## Consigne
Recopiez à l'identique les lignes situées entre celle qui contient « Target: brown curly hair » et la fin des lignes ci-dessous, ces deux limites comprises. Omettez les images dans votre réponse.
== Données présentées
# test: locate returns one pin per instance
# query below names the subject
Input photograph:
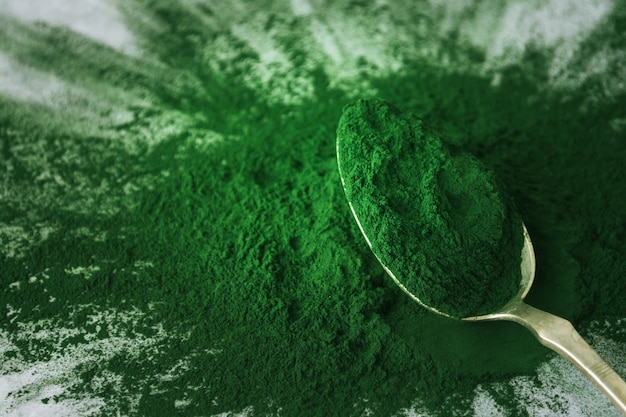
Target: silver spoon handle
(559, 335)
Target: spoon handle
(559, 335)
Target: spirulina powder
(437, 219)
(176, 240)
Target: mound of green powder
(215, 214)
(436, 218)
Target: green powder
(179, 242)
(436, 219)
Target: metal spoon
(552, 331)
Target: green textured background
(174, 241)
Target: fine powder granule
(175, 203)
(438, 220)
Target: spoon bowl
(551, 331)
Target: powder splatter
(189, 183)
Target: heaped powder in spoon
(435, 217)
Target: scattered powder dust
(96, 19)
(122, 125)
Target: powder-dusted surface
(437, 219)
(175, 239)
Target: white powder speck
(97, 19)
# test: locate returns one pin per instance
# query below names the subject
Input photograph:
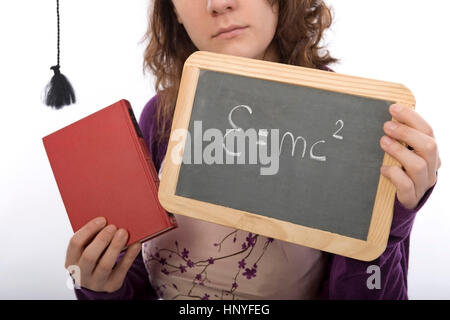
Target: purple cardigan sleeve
(136, 284)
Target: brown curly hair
(301, 24)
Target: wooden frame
(322, 240)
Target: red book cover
(102, 167)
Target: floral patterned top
(203, 260)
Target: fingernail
(100, 221)
(386, 141)
(111, 228)
(391, 126)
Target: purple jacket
(346, 278)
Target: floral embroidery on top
(178, 260)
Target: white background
(403, 41)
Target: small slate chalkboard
(287, 152)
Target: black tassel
(59, 91)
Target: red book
(102, 167)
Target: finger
(91, 255)
(120, 272)
(405, 186)
(408, 116)
(415, 166)
(81, 238)
(107, 261)
(423, 145)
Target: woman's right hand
(95, 248)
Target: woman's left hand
(420, 165)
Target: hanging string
(59, 91)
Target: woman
(200, 260)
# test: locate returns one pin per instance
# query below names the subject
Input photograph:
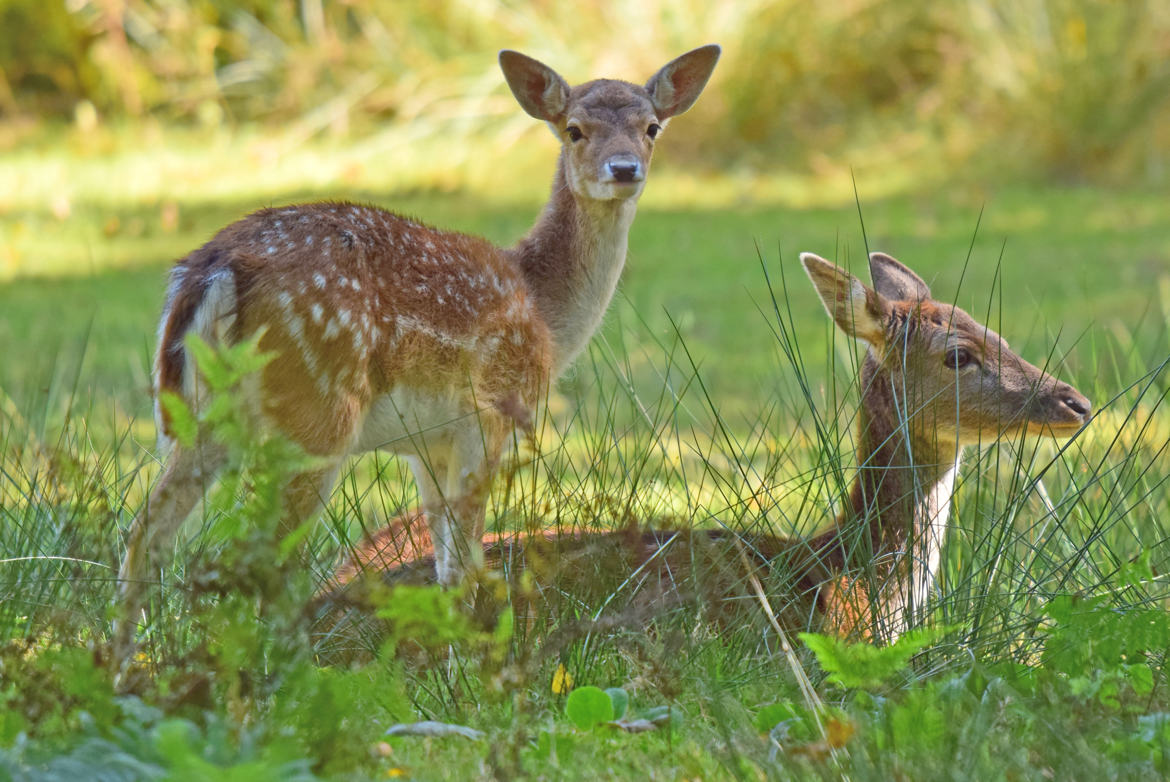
====
## Résultat
Target: brown curly hair
(301, 24)
Target: wooden frame
(322, 240)
Target: red book cover
(102, 167)
Target: floral patterned top
(203, 260)
Target: fingernail
(100, 221)
(386, 141)
(111, 228)
(391, 126)
Target: purple jacket
(346, 278)
Target: floral embroidery on top
(178, 260)
Target: white background
(403, 41)
Target: small slate chalkboard
(287, 152)
Target: black tassel
(59, 91)
Target: red book
(102, 167)
Target: finger
(91, 255)
(120, 272)
(405, 186)
(408, 116)
(415, 166)
(81, 238)
(107, 261)
(423, 145)
Target: woman's right hand
(95, 248)
Target: woman's left hand
(420, 165)
Target: hanging string
(59, 91)
Target: woman
(200, 260)
# test: locate returns one pin per instance
# query below names the subject
Input photograph:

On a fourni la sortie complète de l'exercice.